**TASK PROMPT**
Reproduce every one of the entries below verbatim, line for line.

**RECORDED INFORMATION**
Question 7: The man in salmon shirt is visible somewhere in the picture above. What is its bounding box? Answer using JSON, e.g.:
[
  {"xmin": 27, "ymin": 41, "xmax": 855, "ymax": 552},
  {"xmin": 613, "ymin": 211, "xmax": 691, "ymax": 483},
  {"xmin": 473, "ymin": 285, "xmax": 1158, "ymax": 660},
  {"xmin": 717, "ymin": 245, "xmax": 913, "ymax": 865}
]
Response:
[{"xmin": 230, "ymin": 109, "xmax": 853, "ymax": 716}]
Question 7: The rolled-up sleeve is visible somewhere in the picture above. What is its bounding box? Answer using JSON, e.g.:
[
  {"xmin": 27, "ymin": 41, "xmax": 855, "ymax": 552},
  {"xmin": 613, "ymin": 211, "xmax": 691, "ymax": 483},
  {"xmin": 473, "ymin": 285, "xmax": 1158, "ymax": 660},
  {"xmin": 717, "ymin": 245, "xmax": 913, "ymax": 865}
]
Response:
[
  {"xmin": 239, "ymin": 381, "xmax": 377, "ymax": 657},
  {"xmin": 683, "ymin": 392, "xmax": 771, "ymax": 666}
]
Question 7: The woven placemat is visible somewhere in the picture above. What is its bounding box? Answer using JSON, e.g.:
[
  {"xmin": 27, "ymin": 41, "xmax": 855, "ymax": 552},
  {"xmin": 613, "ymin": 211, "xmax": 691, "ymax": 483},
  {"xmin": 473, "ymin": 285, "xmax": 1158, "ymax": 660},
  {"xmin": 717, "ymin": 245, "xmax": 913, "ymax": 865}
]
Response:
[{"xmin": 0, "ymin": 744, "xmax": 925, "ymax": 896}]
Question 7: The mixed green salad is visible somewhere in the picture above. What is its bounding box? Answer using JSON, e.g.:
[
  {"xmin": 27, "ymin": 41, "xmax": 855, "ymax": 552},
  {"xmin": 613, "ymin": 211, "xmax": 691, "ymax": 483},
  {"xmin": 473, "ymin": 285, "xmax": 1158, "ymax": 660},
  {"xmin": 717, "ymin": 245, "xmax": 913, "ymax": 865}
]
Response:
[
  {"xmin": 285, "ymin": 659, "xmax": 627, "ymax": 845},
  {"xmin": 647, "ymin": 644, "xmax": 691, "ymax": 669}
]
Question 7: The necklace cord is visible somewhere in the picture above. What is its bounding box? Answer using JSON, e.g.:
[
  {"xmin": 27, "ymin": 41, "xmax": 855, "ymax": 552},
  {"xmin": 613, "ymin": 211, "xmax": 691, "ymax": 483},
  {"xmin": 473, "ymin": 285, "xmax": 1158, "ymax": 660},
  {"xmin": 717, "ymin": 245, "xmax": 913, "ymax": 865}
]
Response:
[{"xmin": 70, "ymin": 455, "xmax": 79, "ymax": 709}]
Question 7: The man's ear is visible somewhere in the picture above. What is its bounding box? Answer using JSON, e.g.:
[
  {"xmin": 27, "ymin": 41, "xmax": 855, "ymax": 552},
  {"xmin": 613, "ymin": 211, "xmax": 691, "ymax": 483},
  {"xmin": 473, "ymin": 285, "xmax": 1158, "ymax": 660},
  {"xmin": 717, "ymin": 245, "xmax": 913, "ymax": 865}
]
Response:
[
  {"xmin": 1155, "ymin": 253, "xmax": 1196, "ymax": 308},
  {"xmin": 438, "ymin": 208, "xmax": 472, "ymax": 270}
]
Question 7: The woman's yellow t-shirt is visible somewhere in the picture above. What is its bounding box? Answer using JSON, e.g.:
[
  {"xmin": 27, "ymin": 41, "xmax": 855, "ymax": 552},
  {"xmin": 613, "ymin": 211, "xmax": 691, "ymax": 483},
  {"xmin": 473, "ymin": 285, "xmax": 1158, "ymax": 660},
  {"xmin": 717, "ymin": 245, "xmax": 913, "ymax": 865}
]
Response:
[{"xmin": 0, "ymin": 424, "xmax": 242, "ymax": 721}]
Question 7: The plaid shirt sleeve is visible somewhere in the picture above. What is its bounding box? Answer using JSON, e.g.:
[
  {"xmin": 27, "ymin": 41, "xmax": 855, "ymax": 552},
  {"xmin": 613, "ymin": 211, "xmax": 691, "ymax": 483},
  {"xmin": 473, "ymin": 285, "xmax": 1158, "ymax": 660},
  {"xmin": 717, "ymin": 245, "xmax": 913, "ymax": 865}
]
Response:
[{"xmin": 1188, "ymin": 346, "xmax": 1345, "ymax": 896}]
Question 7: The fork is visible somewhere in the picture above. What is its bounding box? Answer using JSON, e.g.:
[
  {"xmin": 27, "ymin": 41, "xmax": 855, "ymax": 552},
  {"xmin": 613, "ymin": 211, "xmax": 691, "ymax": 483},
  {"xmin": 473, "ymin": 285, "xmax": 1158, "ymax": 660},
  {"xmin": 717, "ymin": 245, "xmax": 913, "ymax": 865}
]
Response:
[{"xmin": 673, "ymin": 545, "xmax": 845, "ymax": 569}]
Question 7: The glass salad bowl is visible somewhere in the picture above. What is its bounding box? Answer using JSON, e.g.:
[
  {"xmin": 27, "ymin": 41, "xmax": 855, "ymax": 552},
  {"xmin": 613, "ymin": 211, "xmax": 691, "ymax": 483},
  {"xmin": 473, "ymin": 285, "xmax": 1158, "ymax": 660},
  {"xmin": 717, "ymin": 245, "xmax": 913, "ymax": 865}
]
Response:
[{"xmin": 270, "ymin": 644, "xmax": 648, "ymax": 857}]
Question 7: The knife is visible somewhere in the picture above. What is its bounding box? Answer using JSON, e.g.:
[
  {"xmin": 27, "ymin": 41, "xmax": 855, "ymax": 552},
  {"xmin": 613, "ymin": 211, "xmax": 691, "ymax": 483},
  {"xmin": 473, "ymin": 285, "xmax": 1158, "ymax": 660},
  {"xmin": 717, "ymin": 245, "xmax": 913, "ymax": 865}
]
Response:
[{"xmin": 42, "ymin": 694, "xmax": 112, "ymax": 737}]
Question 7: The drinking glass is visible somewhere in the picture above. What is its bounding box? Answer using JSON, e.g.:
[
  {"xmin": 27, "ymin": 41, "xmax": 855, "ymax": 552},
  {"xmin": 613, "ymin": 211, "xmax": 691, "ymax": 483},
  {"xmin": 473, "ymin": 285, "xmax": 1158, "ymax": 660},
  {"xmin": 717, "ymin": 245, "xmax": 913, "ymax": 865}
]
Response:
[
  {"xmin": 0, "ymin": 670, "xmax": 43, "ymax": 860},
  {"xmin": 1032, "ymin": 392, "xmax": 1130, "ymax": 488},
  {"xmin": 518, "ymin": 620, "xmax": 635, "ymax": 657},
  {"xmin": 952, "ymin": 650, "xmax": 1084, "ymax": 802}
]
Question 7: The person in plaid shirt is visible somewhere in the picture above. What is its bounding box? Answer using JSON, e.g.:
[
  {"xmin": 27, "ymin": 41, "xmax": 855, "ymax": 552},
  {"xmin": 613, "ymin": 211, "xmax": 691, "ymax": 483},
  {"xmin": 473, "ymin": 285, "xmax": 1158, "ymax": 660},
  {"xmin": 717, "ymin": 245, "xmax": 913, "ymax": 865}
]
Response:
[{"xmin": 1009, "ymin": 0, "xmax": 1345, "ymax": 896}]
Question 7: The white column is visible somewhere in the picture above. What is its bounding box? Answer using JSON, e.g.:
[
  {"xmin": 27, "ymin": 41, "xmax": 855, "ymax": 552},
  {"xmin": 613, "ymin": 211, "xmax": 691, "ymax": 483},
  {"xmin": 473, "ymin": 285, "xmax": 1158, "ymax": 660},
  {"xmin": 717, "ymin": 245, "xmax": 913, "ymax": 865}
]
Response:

**ANSWER IN FULL**
Question 7: The man in salmon shirt is visible somewhere in the picture above. What is its bounding box? Answer using JSON, e.g.:
[
  {"xmin": 27, "ymin": 41, "xmax": 855, "ymax": 552},
  {"xmin": 613, "ymin": 211, "xmax": 691, "ymax": 483},
  {"xmin": 473, "ymin": 285, "xmax": 1158, "ymax": 660},
  {"xmin": 717, "ymin": 245, "xmax": 913, "ymax": 865}
]
Response:
[{"xmin": 230, "ymin": 109, "xmax": 853, "ymax": 716}]
Question 7: The rolled-up sleeve is visible somewhere in the picture above. What is its bounding box? Answer using JSON, e.g.:
[
  {"xmin": 27, "ymin": 41, "xmax": 855, "ymax": 552},
  {"xmin": 613, "ymin": 211, "xmax": 691, "ymax": 483},
  {"xmin": 473, "ymin": 285, "xmax": 1158, "ymax": 660},
  {"xmin": 717, "ymin": 245, "xmax": 913, "ymax": 865}
]
Response:
[
  {"xmin": 239, "ymin": 381, "xmax": 377, "ymax": 657},
  {"xmin": 683, "ymin": 392, "xmax": 771, "ymax": 666}
]
Question 7: The woven placemat is visible somewhere in the picture above. What is its bounding box? Answer using JSON, e.g.:
[
  {"xmin": 27, "ymin": 41, "xmax": 855, "ymax": 552},
  {"xmin": 613, "ymin": 211, "xmax": 691, "ymax": 483},
  {"xmin": 473, "ymin": 285, "xmax": 1158, "ymax": 660},
  {"xmin": 717, "ymin": 245, "xmax": 913, "ymax": 865}
]
Response:
[{"xmin": 0, "ymin": 744, "xmax": 925, "ymax": 896}]
Question 7: The mixed green salad is visible somewhere in the picture above. What is its bounding box? Answer using JSON, e.g.:
[
  {"xmin": 27, "ymin": 41, "xmax": 855, "ymax": 552},
  {"xmin": 613, "ymin": 211, "xmax": 691, "ymax": 483},
  {"xmin": 473, "ymin": 285, "xmax": 1158, "ymax": 660},
  {"xmin": 717, "ymin": 245, "xmax": 913, "ymax": 865}
]
Response:
[
  {"xmin": 285, "ymin": 659, "xmax": 627, "ymax": 845},
  {"xmin": 647, "ymin": 644, "xmax": 691, "ymax": 669}
]
Question 7: The necklace cord is visible somewhere in the picture above. What is its bounding box? Answer using JSON, e.g.:
[
  {"xmin": 27, "ymin": 41, "xmax": 855, "ymax": 552},
  {"xmin": 613, "ymin": 211, "xmax": 691, "ymax": 483},
  {"xmin": 473, "ymin": 285, "xmax": 1158, "ymax": 660},
  {"xmin": 717, "ymin": 245, "xmax": 913, "ymax": 865}
]
Response:
[{"xmin": 70, "ymin": 455, "xmax": 79, "ymax": 709}]
Question 7: The man's ear is visible somewhere in the picture above. What is its bounding box? Answer using JSON, e.g.:
[
  {"xmin": 27, "ymin": 41, "xmax": 855, "ymax": 552},
  {"xmin": 613, "ymin": 211, "xmax": 691, "ymax": 483},
  {"xmin": 473, "ymin": 285, "xmax": 1158, "ymax": 660},
  {"xmin": 717, "ymin": 245, "xmax": 913, "ymax": 865}
]
Response:
[
  {"xmin": 1155, "ymin": 253, "xmax": 1196, "ymax": 308},
  {"xmin": 438, "ymin": 208, "xmax": 472, "ymax": 270}
]
Question 7: The woman's yellow t-shirt is visible somewhere in the picture above. What is its bounding box? Answer using JSON, e.g.:
[
  {"xmin": 27, "ymin": 41, "xmax": 855, "ymax": 552},
  {"xmin": 613, "ymin": 211, "xmax": 691, "ymax": 483},
  {"xmin": 473, "ymin": 285, "xmax": 1158, "ymax": 660},
  {"xmin": 717, "ymin": 245, "xmax": 913, "ymax": 865}
]
Response:
[{"xmin": 0, "ymin": 424, "xmax": 242, "ymax": 721}]
Question 7: The plaid shirt sleeve is visible somewhere in the picture above. What is its bounding box? Answer using JSON, e.g.:
[
  {"xmin": 27, "ymin": 41, "xmax": 855, "ymax": 552},
  {"xmin": 613, "ymin": 211, "xmax": 691, "ymax": 483},
  {"xmin": 473, "ymin": 285, "xmax": 1158, "ymax": 660},
  {"xmin": 717, "ymin": 245, "xmax": 913, "ymax": 865}
]
Response:
[{"xmin": 1188, "ymin": 346, "xmax": 1345, "ymax": 896}]
Question 7: The fork is visible somewhere in the picture above. What is its bounding box? Answer using JSON, e.g.:
[
  {"xmin": 27, "ymin": 41, "xmax": 855, "ymax": 552},
  {"xmin": 613, "ymin": 211, "xmax": 691, "ymax": 483},
  {"xmin": 473, "ymin": 285, "xmax": 1158, "ymax": 660},
  {"xmin": 717, "ymin": 245, "xmax": 913, "ymax": 865}
]
Response:
[{"xmin": 673, "ymin": 545, "xmax": 845, "ymax": 569}]
Question 7: The glass salad bowl is visible somewhere in the picture above. What is its bounding box? Answer using JSON, e.g.:
[
  {"xmin": 27, "ymin": 41, "xmax": 855, "ymax": 552},
  {"xmin": 613, "ymin": 211, "xmax": 691, "ymax": 483},
  {"xmin": 473, "ymin": 285, "xmax": 1158, "ymax": 660},
  {"xmin": 717, "ymin": 245, "xmax": 913, "ymax": 865}
]
Response:
[{"xmin": 270, "ymin": 644, "xmax": 648, "ymax": 857}]
Question 7: The knife is visible somewhere in the picture above. What is its bounding box? Answer using JSON, e.g.:
[
  {"xmin": 27, "ymin": 41, "xmax": 855, "ymax": 552},
  {"xmin": 613, "ymin": 211, "xmax": 691, "ymax": 483},
  {"xmin": 473, "ymin": 285, "xmax": 1158, "ymax": 660},
  {"xmin": 717, "ymin": 245, "xmax": 913, "ymax": 865}
]
Response:
[{"xmin": 42, "ymin": 694, "xmax": 112, "ymax": 737}]
Question 7: The drinking glass is visible somewhere in the picture above. What is its bounding box? Answer using JSON, e.g.:
[
  {"xmin": 27, "ymin": 41, "xmax": 855, "ymax": 552},
  {"xmin": 613, "ymin": 211, "xmax": 691, "ymax": 483},
  {"xmin": 473, "ymin": 285, "xmax": 1158, "ymax": 660},
  {"xmin": 717, "ymin": 245, "xmax": 913, "ymax": 865}
]
Response:
[
  {"xmin": 0, "ymin": 670, "xmax": 43, "ymax": 860},
  {"xmin": 1032, "ymin": 392, "xmax": 1130, "ymax": 488},
  {"xmin": 518, "ymin": 620, "xmax": 635, "ymax": 657},
  {"xmin": 952, "ymin": 650, "xmax": 1084, "ymax": 802}
]
Question 7: The person in plaid shirt is visible somewhere in the picture above. What is its bounding box? Answer using JSON, e.g.:
[
  {"xmin": 27, "ymin": 41, "xmax": 855, "ymax": 552},
  {"xmin": 613, "ymin": 211, "xmax": 691, "ymax": 483},
  {"xmin": 473, "ymin": 285, "xmax": 1158, "ymax": 660},
  {"xmin": 717, "ymin": 245, "xmax": 913, "ymax": 865}
]
Response:
[{"xmin": 1009, "ymin": 0, "xmax": 1345, "ymax": 896}]
Question 7: The white column is visible somewhere in the picture above. What is its bounding box? Answer using JSON, e.g.:
[
  {"xmin": 27, "ymin": 41, "xmax": 855, "ymax": 552},
  {"xmin": 613, "ymin": 211, "xmax": 691, "ymax": 483},
  {"xmin": 473, "ymin": 285, "xmax": 1158, "ymax": 660},
  {"xmin": 717, "ymin": 245, "xmax": 913, "ymax": 865}
]
Response:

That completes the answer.